— start of MATERIAL SUPPLIED —

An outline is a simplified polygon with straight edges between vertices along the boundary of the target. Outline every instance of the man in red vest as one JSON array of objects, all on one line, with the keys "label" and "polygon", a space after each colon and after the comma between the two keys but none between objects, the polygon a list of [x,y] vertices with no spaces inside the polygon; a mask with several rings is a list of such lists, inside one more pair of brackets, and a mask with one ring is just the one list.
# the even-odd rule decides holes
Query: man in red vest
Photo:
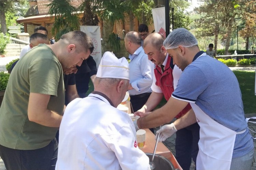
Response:
[{"label": "man in red vest", "polygon": [[[177,84],[182,71],[173,64],[170,57],[163,45],[164,38],[157,33],[149,35],[145,39],[143,48],[148,59],[155,64],[152,92],[145,104],[136,115],[143,116],[159,104],[163,97],[168,101]],[[191,109],[188,104],[175,117],[179,119]],[[169,127],[174,128],[171,124]],[[176,132],[175,149],[176,158],[182,169],[189,170],[191,158],[195,163],[198,152],[198,143],[199,139],[200,128],[196,123]]]}]

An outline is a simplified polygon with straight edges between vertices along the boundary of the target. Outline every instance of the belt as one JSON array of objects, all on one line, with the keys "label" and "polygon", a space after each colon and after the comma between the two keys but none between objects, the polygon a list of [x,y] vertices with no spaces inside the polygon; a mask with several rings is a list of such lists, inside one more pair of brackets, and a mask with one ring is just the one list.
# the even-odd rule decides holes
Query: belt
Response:
[{"label": "belt", "polygon": [[131,98],[134,97],[136,98],[142,98],[143,97],[145,97],[146,96],[150,96],[151,94],[151,92],[149,93],[144,93],[136,95],[130,96],[130,97]]}]

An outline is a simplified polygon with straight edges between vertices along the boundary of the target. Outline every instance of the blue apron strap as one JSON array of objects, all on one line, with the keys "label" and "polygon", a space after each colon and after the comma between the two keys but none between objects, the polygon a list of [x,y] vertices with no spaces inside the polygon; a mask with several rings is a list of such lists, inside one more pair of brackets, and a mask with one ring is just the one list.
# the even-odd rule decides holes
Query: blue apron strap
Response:
[{"label": "blue apron strap", "polygon": [[[256,117],[249,117],[248,118],[246,118],[246,121],[248,123],[248,122],[250,122],[251,123],[255,123],[256,124],[256,122],[255,121],[249,121],[249,120],[250,120],[251,119],[256,119]],[[252,132],[254,132],[254,133],[256,133],[256,132],[255,132],[254,131],[253,131],[250,128],[249,128],[248,127],[248,129],[249,129],[249,132],[250,132],[250,133],[251,134],[251,135],[252,135],[252,134],[251,133],[250,131],[251,131]],[[252,136],[253,137],[253,138],[254,139],[256,139],[256,137],[253,137],[252,135]]]}]

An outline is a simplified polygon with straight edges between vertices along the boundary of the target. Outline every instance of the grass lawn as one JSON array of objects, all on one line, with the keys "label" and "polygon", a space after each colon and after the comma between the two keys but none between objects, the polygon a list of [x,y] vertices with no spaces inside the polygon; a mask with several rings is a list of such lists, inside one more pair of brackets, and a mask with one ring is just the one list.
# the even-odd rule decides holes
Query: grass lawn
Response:
[{"label": "grass lawn", "polygon": [[233,72],[239,83],[244,113],[256,113],[255,72],[241,71],[234,71]]},{"label": "grass lawn", "polygon": [[[240,86],[244,104],[244,113],[256,113],[256,96],[254,94],[255,72],[241,71],[233,71],[237,76]],[[93,91],[94,86],[91,81],[89,83],[89,89],[86,93],[88,96]],[[158,108],[166,103],[164,98],[157,106]]]}]

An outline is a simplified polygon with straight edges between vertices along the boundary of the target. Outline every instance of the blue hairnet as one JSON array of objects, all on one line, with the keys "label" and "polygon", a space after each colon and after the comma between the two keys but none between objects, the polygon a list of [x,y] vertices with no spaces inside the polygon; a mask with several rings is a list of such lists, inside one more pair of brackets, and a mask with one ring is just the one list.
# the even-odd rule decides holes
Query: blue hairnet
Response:
[{"label": "blue hairnet", "polygon": [[175,29],[170,33],[165,41],[163,46],[167,50],[176,48],[179,46],[189,47],[198,43],[196,37],[191,33],[184,28]]}]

— end of MATERIAL SUPPLIED —

■ **YOUR OBJECTIVE**: Find each line above that contains the word "belt" and copy those lines out in full.

■ **IN RESPONSE**:
An outline is a simplified polygon with straight edges between vertices along the boundary of the target. Outline every instance of the belt as one JSON array of objects, all on one line, with the keys "label" and "polygon", a space after each colon and after the comma between the two keys but none between objects, the polygon a list of [x,y] vertices with no spaces inside the polygon; a mask with several rings is a list of such lists, inside one more pair of brackets, and a mask with one ring is just the one list.
Query: belt
[{"label": "belt", "polygon": [[131,98],[134,97],[136,98],[142,98],[143,97],[145,97],[146,96],[150,96],[151,94],[151,92],[149,93],[144,93],[136,95],[130,96],[130,97]]}]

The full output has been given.